◆ To do ◆
[a] In the Git tutorial, what tense does convention say commit messages should be phrased in?
[b] Continue the Git tutorial from the point where it stops.

In order to understand how Git tracks changes, we need to actually make some changes first. Create a file at the root of the repository with some text in it:

$ echo "Hello, world!" > foo.txt
$ ls -a
./       ../      .git/    foo.txt

When you make changes to a file in a repository and then run `git`, it compares the state of the files with their state at a specific point in the past. You can ask about what changes it sees:

$ git status
On branch master

No commits yet

Untracked files:
  (use "git add <file>..." to include in what will be committed)
        foo.txt

nothing added to commit but untracked files present (use "git add" to track)

There's a lot of information here, but what we care about is the section starting with "Untracked files". Git is telling us that it sees a file (foo.txt) that hasn't yet had any changes recorded. Because it hasn't seen this file before, it's labelled as untracked. To start tracking it, we need to create a **commit**.

Commits

A commit is simply a bundle of changes, packaged up together and given a message to describe what those changes represent. This is the basic unit of organisation in Git's model of changes.

Let's create a commit for the change we made. The first thing to do is designate which changes to include in the commit:

$ git add foo.txt
$ git status
On branch master

No commits yet

Changes to be committed:
  (use "git rm --cached <file>..." to unstage)
        new file:   foo.txt

Now, the changes we made to `foo.txt` have been designated as "to be committed", more commonly referred to as "staged". Only changes that are staged will be included when we create a commit.

To be precise, the change that's been staged is the creation of the file `foo.txt` with its current contents.

Now, let's create a commit to package up those changes and describe them:

$ git commit -m "Add foo.txt"
[master (root-commit) ffbbc5a] Add foo.txt
 1 file changed, 1 insertion(+)
 create mode 100644 foo.txt

We've used the `-m` flag to provide a message describing the commit. Convention dictates that commits are phrased in the _imperative_ tense. In other words, say "add foo.txt", not "added foo.txt" or "adds foo.txt".

This makes more sense if you think about the history of commits in a repository as describing the steps required to go from an empty folder to one containing all of the files in their current state. From that perspective, each commit is an _instruction_ to Git to perform one of those steps in the change history: so we tell Git _to add_ foo.txt, rather than telling it _that we added_ foo.txt.

If we run `git status` again, we see that now all the changes have been committed, we have what's called a "clean working tree": there aren't any changes in any files that haven't been committed.

$ git status
On branch master
nothing to commit, working tree clean

Let's make a couple more commits. First, add a second file:

$ echo "See foo.txt for a message!" > bar.txt
$ git add bar.txt
$ git commit -m "Add some instructions"
[master 18e31b4] Add some instructions
 1 file changed, 1 insertion(+)

◆ Dataset section ◆
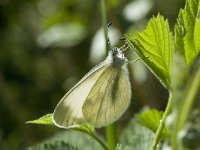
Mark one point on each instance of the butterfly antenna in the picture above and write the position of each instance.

◆ Exercise responses ◆
[a] The imperative tense.

[b]
 create mode 100644 bar.txt

Now, make some changes to an existing file, and notice the different output of `git status` after you make the change:

$ echo "Here's another line." >> foo.txt
$ git status
On branch master
Changes not staged for commit:
  (use "git add <file>..." to update what will be committed)
  (use "git restore <file>..." to discard changes in working directory)
        modified:   foo.txt

no changes added to commit (use "git add" and/or "git commit -a")

You'll notice this time that the changes are marked as "not staged for commit", rather than having files listed as "untracked". That's because Git is comparing the current state of our files to the last commit, and since `foo.txt` already existed in the last commit, it recognises that all we're doing is changing some lines inside the file.

If you want to see exactly what those changes are, run `git diff`, and you'll see something like this:

diff --git a/foo.txt b/foo.txt
index af5626b..bdfc7b8 100644
--- a/foo.txt
+++ b/foo.txt
@@ -1 +1,2 @@
 Hello, world!
+Here's another line.

Now stage and commit this.

$ git add .
$ git commit -m "Update foo.txt"
[master ed1fa47] Update foo.txt
 1 file changed, 1 insertion(+)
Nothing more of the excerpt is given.